- **Text under study**

Actual humans aren’t “aligned” with each other, and they may not be consistent enough that you can say they’re always “aligned” with themselves. Most humans’ values seem to drive them toward vaguely similar behavior in many ways… albeit with lots of very dramatic exceptions. How they articulate their values and “justify” that behavior varies even more widely than the behavior itself. Humans are frequently willing to have wars and commit various atrocities to fight against legitimately human values other than their own. Yet humans have the advantage of starting with a lot of biological commonality.
The idea that there’s some shared set of values that a machine can learn that will make everybody even largely happy seems, um, naive. Even the idea that it can learn one person’s values, or be engineered to try, seems really optimistic.
Anyway, even if the approach did work, that would just mean that “its own ideas” were that it had to learn about and implement your (or somebody’s?) values, and also that its ideas about how to do that are sound. You still have to get that right before the first time it becomes uncontrollable. One chance, no matter how you slice it.

- **Raw data**

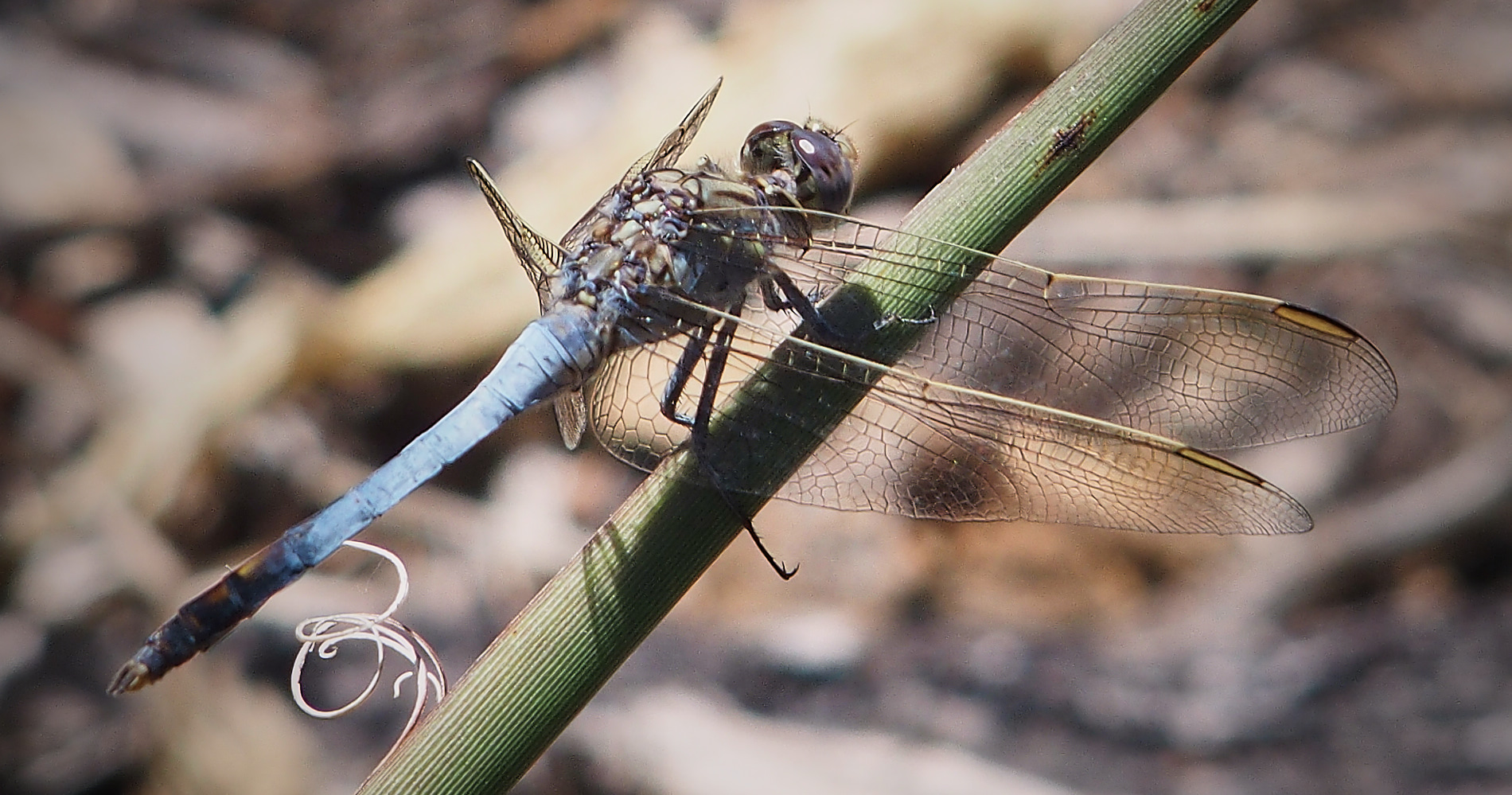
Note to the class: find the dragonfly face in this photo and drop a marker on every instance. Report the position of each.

- **Task 1**
Going by the comment on machine values, list each claim about humans made in its first paragraph.
- **Task 2**
Per the comment on machine values, what advantage do humans start with?
- **Task 3**
The comment on machine values says the difficulty remains even if the approach did work. Explain why, using the reason it gives.

- **Answer 1**
- Humans aren't "aligned" with each other.
- They may not be consistent enough to be called always "aligned" with themselves.
- Most humans' values seem to drive them toward vaguely similar behavior in many ways, with lots of very dramatic exceptions.
- How they articulate their values and "justify" that behavior varies even more widely than the behavior itself.
- Humans are frequently willing to have wars and commit various atrocities to fight against legitimately human values other than their own.
- Humans have the advantage of starting with a lot of biological commonality.

- **Answer 2**
A lot of biological commonality.

- **Answer 3**
Even a working approach would only mean that the machine's "own ideas" were that it had to learn about and implement someone's values, and that its ideas about how to do so are sound. Those ideas still have to be right before the first time it becomes uncontrollable, so there is only one chance.